__Your task__
Output every record verbatim, and omit each picture.

__Supplied records__
#####

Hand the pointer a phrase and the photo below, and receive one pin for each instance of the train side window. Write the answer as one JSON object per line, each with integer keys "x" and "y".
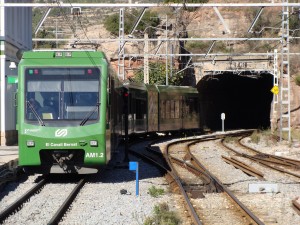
{"x": 163, "y": 109}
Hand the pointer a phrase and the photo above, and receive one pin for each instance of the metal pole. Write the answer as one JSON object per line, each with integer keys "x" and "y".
{"x": 146, "y": 59}
{"x": 167, "y": 80}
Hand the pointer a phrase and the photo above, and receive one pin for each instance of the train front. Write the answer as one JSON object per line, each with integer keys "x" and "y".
{"x": 62, "y": 112}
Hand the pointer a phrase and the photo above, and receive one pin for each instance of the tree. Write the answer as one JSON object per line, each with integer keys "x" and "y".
{"x": 157, "y": 74}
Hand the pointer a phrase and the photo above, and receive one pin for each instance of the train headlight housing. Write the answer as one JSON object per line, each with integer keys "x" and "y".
{"x": 93, "y": 143}
{"x": 30, "y": 143}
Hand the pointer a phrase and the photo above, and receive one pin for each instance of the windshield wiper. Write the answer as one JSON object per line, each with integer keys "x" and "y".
{"x": 41, "y": 122}
{"x": 89, "y": 114}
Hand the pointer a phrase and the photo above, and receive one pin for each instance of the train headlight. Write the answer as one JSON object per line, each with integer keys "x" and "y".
{"x": 30, "y": 143}
{"x": 93, "y": 143}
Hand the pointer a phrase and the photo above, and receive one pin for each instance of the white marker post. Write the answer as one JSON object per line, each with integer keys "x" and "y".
{"x": 222, "y": 118}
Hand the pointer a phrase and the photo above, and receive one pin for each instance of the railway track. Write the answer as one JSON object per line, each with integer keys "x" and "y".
{"x": 277, "y": 163}
{"x": 23, "y": 202}
{"x": 200, "y": 182}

#####

__Answer to the exercise__
Hand the pointer a phrase and the photo below, and receive one pin for each instance of the train side window. Write the answer as one JSON object per line, each with integer keys "x" and "y".
{"x": 163, "y": 109}
Hand the pointer a phrase and the photo above, and receive one pin for each instance of the metal pole. Write the answer as one JSON object per line, each with integer keys "x" and "y".
{"x": 146, "y": 59}
{"x": 167, "y": 80}
Hand the pointer a phrase and the photo above, and receive one pin for each instance of the train front. Write the answer as one JSON object per line, each with integer keys "x" and "y".
{"x": 62, "y": 112}
Hand the pointer a phrase and the photo above, and receive one pin for each instance of the tree. Write the answer as one JSON object per line, each with integer keys "x" and "y".
{"x": 157, "y": 74}
Hand the pointer a phrase and the photo above, and receive one pin for each instance of the train headlight housing. Write the answer as one JSON object per line, each with integer keys "x" and "y".
{"x": 93, "y": 143}
{"x": 30, "y": 143}
Hand the pointer a phrase and the photo above, and receive one pin for each instance of the windshield wiper. Write the answer as one JSON object per line, each with integer keys "x" and "y".
{"x": 41, "y": 122}
{"x": 89, "y": 114}
Hand the pointer a phrase and the photo above, and receive one pin for each instance of the train headlight. Write the answer as one JSON object per line, each with integer keys "x" and "y".
{"x": 30, "y": 143}
{"x": 93, "y": 143}
Hand the pointer a phrase and the photo above, and receive one pin for each instance of the white marker post. Write the answer as one JSON object per line, each with integer keys "x" and "y".
{"x": 222, "y": 118}
Hand the pointer a phrase and the photo above, and receive one pin for each instance of the railway track. Write the answer as one JSON object per line, each with integer keys "x" and "y".
{"x": 277, "y": 163}
{"x": 23, "y": 202}
{"x": 200, "y": 182}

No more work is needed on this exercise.